● **Text passage**:
****

Last time I checked they're working on improving Python performance instead (yes I know they forked it into Cinder, but they're trying to upstream their optimizations [0]). Which is very similar to what we're doing at Shopify.
Of course 100% of Instagram isn't in Python, I'm certain there's lots of supporting services in C++ etc, but AFAIK the Instagram "frontend" is still largely a Python/Django app.
The joke is that if Meta thought that replacing all the Python code they have with something else was worth it, they'd have done it already.
"Worth it" depends on both how much performance improvement you get, and how hard it is to replace. Did you consider maybe the rewriting effort is so humongous that it is not worth doing despite large performance improvements? Thus making the joke not funny at all...
But that's some silly engineer tunnel vision, squeezing the very last bit of performance out of a system isn't a goal in itself. You just need it to be efficient enough that it cost you significantly less to run that the amount of revenue it brings you.
I can bet you that moving off Python must have been pitched dozens and dozens of time by Meta engineers, but deemed not worth it, because execution speed isn't the only important characteristic.
So yes, I find it hilarious when HN commenters suggests companies should rewrite all their software into whatever is seen as the most performant one.

****

Stored records:
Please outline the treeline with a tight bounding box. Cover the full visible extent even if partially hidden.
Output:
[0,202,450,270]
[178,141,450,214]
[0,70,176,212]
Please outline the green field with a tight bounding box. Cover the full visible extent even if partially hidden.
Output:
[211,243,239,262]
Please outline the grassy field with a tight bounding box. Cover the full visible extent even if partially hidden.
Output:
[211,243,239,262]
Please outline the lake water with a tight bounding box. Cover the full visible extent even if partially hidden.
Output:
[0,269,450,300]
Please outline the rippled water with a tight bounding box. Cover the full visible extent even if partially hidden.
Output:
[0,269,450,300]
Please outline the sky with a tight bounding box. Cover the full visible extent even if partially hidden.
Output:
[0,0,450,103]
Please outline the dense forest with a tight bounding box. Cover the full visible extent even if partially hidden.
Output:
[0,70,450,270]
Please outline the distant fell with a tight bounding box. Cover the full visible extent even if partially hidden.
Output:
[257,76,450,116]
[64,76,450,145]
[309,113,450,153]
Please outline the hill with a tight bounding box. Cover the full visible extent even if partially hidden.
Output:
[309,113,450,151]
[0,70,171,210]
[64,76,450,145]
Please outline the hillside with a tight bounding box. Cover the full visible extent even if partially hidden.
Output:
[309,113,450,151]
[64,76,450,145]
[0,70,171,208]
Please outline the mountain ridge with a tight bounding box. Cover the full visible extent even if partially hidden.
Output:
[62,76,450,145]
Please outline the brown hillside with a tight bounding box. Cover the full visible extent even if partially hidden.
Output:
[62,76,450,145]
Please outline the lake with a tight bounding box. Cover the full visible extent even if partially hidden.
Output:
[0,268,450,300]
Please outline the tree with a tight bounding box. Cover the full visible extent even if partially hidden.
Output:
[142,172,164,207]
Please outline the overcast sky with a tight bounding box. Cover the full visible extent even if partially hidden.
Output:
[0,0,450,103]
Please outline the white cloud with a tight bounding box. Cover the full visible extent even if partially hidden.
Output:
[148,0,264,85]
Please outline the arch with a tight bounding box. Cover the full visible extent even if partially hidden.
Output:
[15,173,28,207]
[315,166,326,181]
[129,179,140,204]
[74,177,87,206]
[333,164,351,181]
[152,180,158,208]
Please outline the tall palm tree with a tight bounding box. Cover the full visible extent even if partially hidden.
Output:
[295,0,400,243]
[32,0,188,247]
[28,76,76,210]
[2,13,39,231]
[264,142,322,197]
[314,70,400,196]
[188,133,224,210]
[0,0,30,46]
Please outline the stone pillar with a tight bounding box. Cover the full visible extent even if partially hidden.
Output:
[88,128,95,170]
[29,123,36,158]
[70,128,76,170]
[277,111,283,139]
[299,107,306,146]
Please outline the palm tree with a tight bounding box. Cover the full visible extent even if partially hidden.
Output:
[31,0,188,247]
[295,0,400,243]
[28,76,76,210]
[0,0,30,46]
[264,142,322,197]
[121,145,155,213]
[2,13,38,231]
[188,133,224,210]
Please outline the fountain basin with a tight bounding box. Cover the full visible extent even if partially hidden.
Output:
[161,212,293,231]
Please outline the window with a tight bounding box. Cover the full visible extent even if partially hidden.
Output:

****

● **Short problem A**:
Answer these questions using the thread about Python at Meta, one answer per line:
(i) Which company does the first comment name as doing work very similar to improving Python performance?
(ii) What does the thread say the Instagram "frontend" still largely is?
(iii) What characteristic does the thread say is not the only important one?
● **Short problem B**: Summarize the thread about Python at Meta in two sentences.
● **Short problem C**: Duplicate the part of the thread about Python at Meta starting with "The joke is" and going on through "only important characteristic.".
This material has no connection to the thread about Python at Meta.

● **Exercise solution A**:
(i) Shopify.
(ii) A Python/Django app.
(iii) Execution speed.

● **Exercise solution B**: One commenter says the Instagram "frontend" is still largely a Python/Django app and that the effort is going into improving Python performance rather than replacing it. Other replies argue that a rewrite can be too large to be worth it and that a system only needs to cost significantly less to run than the revenue it brings, since execution speed isn't the only important characteristic.

● **Exercise solution C**:
The joke is that if Meta thought that replacing all the Python code they have with something else was worth it, they'd have done it already.
"Worth it" depends on both how much performance improvement you get, and how hard it is to replace. Did you consider maybe the rewriting effort is so humongous that it is not worth doing despite large performance improvements? Thus making the joke not funny at all...
But that's some silly engineer tunnel vision, squeezing the very last bit of performance out of a system isn't a goal in itself. You just need it to be efficient enough that it cost you significantly less to run that the amount of revenue it brings you.
I can bet you that moving off Python must have been pitched dozens and dozens of time by Meta engineers, but deemed not worth it, because execution speed isn't the only important characteristic.